• [Records from a data source]
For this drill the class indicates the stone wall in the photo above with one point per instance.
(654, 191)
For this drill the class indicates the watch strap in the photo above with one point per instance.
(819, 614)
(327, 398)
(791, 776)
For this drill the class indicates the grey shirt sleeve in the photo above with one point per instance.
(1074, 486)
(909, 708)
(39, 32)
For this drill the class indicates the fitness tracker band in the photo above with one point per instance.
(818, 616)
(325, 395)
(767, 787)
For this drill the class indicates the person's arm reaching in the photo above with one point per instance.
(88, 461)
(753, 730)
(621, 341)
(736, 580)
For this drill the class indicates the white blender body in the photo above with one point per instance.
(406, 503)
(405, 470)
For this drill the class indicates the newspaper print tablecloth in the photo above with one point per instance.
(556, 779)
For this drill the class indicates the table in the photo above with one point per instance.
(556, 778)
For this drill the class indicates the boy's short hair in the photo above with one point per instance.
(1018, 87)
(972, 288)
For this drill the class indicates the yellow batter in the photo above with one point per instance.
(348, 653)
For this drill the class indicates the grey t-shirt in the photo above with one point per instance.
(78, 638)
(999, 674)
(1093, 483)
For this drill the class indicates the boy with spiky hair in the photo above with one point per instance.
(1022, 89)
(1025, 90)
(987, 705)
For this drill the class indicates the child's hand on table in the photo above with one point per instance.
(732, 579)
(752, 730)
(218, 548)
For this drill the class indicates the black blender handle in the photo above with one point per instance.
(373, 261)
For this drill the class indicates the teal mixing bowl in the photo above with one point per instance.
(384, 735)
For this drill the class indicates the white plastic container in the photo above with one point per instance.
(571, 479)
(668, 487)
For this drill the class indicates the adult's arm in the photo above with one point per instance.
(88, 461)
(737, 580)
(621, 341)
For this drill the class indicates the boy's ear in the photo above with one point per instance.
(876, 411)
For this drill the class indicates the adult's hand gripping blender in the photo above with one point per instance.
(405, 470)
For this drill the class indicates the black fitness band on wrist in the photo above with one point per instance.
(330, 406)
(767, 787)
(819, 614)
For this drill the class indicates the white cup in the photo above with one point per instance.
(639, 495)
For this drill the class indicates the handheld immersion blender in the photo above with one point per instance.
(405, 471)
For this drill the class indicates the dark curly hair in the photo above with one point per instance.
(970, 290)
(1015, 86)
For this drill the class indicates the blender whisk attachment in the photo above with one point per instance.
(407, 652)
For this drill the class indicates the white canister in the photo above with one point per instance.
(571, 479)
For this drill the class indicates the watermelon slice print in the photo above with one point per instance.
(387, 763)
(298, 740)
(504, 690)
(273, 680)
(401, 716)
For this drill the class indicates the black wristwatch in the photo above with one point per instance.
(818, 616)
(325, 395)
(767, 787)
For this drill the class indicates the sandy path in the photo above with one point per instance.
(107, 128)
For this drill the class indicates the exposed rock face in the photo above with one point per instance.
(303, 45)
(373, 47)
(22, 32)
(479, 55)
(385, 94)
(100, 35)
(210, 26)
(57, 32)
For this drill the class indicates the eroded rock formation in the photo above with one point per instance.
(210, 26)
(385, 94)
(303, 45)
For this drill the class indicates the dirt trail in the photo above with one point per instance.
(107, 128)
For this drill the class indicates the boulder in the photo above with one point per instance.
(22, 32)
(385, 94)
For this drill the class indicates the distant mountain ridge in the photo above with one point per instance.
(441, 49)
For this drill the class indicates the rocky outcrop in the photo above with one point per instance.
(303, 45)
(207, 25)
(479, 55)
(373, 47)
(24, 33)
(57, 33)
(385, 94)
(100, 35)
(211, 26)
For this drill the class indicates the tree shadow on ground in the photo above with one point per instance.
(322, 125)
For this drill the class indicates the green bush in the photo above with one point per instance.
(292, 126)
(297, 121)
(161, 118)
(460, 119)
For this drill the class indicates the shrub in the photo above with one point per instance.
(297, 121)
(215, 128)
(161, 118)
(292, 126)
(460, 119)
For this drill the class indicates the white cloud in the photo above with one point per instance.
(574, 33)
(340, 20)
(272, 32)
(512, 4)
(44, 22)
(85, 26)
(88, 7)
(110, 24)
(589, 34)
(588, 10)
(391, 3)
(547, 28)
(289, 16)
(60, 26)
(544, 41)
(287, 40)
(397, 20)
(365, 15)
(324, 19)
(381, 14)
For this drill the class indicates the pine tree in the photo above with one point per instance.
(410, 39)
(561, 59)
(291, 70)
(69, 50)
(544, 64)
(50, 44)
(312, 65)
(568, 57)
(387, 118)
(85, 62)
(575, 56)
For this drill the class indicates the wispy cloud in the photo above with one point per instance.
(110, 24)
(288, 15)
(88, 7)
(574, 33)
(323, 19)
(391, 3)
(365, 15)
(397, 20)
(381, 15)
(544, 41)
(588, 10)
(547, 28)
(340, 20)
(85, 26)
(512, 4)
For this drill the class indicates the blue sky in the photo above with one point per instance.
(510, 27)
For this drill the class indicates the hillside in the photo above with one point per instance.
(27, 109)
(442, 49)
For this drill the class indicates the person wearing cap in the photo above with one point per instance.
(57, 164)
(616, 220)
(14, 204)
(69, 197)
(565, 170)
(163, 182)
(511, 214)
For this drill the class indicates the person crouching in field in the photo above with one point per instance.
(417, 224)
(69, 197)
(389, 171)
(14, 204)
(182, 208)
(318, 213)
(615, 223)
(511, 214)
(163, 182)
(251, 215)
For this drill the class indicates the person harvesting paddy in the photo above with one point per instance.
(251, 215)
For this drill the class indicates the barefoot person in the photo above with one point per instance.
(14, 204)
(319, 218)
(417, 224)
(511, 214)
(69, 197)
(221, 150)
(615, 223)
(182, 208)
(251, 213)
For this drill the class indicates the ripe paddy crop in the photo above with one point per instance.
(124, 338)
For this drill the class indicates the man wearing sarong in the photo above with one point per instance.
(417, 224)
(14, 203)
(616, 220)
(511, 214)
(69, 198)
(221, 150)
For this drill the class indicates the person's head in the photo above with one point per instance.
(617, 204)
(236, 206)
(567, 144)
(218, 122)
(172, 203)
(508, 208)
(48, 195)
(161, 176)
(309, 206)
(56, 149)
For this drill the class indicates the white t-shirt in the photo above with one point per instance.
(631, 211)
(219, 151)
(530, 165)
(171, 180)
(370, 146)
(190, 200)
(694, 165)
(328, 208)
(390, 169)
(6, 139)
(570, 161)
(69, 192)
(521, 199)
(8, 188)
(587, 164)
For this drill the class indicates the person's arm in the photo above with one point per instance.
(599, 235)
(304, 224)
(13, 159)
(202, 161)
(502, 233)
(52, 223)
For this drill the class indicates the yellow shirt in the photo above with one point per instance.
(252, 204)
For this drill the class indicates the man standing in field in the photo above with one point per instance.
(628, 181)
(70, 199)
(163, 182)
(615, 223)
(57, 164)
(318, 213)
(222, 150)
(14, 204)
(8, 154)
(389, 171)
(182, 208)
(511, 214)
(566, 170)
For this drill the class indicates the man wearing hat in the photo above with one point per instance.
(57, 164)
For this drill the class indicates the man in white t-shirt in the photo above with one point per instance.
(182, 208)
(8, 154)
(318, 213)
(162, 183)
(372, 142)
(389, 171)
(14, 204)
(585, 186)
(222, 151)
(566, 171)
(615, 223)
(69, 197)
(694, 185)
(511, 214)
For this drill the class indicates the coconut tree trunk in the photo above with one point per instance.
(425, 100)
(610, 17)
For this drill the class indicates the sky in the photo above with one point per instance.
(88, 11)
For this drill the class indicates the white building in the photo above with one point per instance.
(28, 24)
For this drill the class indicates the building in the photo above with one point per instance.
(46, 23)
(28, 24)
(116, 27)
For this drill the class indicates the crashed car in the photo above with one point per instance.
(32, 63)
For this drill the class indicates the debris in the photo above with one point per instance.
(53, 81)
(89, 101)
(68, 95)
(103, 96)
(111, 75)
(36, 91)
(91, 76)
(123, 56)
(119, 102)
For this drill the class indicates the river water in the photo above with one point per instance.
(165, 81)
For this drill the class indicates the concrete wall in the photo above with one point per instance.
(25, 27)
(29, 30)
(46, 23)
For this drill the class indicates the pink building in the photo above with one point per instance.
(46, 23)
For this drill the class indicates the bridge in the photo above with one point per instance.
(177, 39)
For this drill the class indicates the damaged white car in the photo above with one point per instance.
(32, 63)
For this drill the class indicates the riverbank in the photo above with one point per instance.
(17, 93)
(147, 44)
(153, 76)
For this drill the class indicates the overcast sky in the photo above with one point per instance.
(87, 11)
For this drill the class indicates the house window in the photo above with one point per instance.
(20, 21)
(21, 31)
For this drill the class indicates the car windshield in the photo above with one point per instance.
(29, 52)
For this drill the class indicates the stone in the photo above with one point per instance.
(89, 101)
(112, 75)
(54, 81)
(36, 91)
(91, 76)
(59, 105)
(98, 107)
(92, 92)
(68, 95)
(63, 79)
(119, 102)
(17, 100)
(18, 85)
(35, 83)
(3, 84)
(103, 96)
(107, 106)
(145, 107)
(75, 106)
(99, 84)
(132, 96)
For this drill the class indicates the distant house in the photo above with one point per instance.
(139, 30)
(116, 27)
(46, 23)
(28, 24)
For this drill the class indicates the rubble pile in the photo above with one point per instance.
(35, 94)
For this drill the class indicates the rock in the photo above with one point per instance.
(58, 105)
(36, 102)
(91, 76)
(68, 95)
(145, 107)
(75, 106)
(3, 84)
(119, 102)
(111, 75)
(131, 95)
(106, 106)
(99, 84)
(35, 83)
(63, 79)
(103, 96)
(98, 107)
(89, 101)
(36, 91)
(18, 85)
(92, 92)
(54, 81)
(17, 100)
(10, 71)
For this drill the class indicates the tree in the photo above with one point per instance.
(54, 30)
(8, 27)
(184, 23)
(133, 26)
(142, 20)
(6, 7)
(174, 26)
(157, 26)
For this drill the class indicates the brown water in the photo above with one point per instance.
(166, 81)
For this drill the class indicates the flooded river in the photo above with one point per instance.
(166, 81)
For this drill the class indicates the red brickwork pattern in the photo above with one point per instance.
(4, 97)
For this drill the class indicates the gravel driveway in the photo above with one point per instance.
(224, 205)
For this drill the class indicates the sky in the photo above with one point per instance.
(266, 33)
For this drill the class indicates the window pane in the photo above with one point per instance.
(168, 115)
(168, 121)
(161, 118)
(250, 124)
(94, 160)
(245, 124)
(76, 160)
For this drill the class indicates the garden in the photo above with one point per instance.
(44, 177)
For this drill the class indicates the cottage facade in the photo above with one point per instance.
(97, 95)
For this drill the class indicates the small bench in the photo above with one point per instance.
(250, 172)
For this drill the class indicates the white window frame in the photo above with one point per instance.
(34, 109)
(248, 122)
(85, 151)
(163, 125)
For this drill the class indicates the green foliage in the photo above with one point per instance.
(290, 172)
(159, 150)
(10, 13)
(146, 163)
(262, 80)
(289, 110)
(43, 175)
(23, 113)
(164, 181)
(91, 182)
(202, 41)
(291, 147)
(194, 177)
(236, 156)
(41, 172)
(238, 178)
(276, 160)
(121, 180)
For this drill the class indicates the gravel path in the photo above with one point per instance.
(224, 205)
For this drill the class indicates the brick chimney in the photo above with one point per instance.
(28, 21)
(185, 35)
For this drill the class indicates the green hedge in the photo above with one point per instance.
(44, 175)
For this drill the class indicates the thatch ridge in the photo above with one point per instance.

• [TASK DESCRIPTION]
Repeat only the stretch of lines starting at the one containing "For this drill the class indicates the green hedge" and running to the final line of the entries above.

• [YOUR RESPONSE]
For this drill the class indicates the green hedge in the photo above with one point per instance.
(44, 175)
For this drill the class indicates the thatch ridge in the photo above with one point per instance.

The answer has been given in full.